>> begin INPUT RECORDS

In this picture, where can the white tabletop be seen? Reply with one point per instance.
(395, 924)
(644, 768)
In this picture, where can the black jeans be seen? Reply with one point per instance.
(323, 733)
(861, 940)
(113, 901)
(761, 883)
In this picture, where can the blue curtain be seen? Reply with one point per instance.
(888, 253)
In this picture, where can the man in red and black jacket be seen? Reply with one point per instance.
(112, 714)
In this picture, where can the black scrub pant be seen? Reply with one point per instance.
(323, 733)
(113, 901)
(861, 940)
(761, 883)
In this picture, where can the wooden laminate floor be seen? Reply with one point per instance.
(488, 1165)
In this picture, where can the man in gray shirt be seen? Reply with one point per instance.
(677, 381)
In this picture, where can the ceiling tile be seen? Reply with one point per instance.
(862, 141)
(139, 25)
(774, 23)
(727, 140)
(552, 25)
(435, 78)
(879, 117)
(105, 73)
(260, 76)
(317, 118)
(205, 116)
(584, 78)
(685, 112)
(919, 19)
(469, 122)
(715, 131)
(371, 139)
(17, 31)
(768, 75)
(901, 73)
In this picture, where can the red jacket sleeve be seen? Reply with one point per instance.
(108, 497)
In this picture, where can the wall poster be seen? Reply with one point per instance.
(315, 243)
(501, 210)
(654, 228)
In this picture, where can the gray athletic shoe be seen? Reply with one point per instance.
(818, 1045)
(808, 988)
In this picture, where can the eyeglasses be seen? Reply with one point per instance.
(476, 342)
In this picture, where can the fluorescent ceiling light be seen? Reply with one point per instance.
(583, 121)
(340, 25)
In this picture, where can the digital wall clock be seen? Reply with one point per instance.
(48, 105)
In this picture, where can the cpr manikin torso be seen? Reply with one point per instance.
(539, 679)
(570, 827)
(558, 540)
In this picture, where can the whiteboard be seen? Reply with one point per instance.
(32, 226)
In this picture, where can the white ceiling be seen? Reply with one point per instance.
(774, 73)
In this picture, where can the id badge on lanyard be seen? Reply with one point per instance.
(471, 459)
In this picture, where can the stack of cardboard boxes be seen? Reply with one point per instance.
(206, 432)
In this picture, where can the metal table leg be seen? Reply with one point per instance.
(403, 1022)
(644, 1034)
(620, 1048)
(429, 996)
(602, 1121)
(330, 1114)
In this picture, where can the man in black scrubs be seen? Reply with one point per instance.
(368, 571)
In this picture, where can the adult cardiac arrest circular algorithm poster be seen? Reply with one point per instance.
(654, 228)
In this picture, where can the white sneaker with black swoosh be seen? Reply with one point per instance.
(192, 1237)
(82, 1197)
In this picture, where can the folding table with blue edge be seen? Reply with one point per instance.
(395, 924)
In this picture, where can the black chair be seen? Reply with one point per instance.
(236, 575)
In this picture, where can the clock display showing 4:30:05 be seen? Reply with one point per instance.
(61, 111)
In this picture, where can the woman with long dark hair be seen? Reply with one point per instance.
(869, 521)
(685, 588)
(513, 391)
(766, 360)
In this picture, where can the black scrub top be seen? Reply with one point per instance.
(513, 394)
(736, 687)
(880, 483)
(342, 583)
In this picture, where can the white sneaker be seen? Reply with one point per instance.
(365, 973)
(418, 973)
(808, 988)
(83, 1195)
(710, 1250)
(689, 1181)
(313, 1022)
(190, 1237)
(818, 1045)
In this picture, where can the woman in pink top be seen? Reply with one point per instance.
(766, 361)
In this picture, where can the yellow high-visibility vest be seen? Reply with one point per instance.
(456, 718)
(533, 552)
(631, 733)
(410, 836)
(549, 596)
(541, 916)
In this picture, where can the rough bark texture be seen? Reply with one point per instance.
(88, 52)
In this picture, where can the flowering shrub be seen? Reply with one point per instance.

>> end INPUT RECORDS

From the line that contains "In this picture, where can the black scrub top" to the last line of the material above, repeat every line exactly, keeping both the first and the last.

In this picture, where can the black scrub top be seen? Reply with one point per instance.
(513, 394)
(736, 687)
(880, 483)
(342, 583)
In this picture, where can the white sneaker be seen? Reply with one point per instance.
(365, 973)
(418, 973)
(808, 988)
(83, 1195)
(710, 1250)
(689, 1181)
(313, 1022)
(190, 1237)
(818, 1045)
In this picture, where can the woman in pink top be seen? Reply with one point per instance.
(766, 361)
In this picture, where can the yellow high-visibility vest be seen? Reply with one point per instance.
(456, 718)
(533, 552)
(631, 733)
(410, 836)
(549, 596)
(541, 916)
In this picture, where can the rough bark texture be seen? Reply with one point per instance.
(88, 52)
In this picture, where can the flowering shrub be seen? Reply with one point per instance.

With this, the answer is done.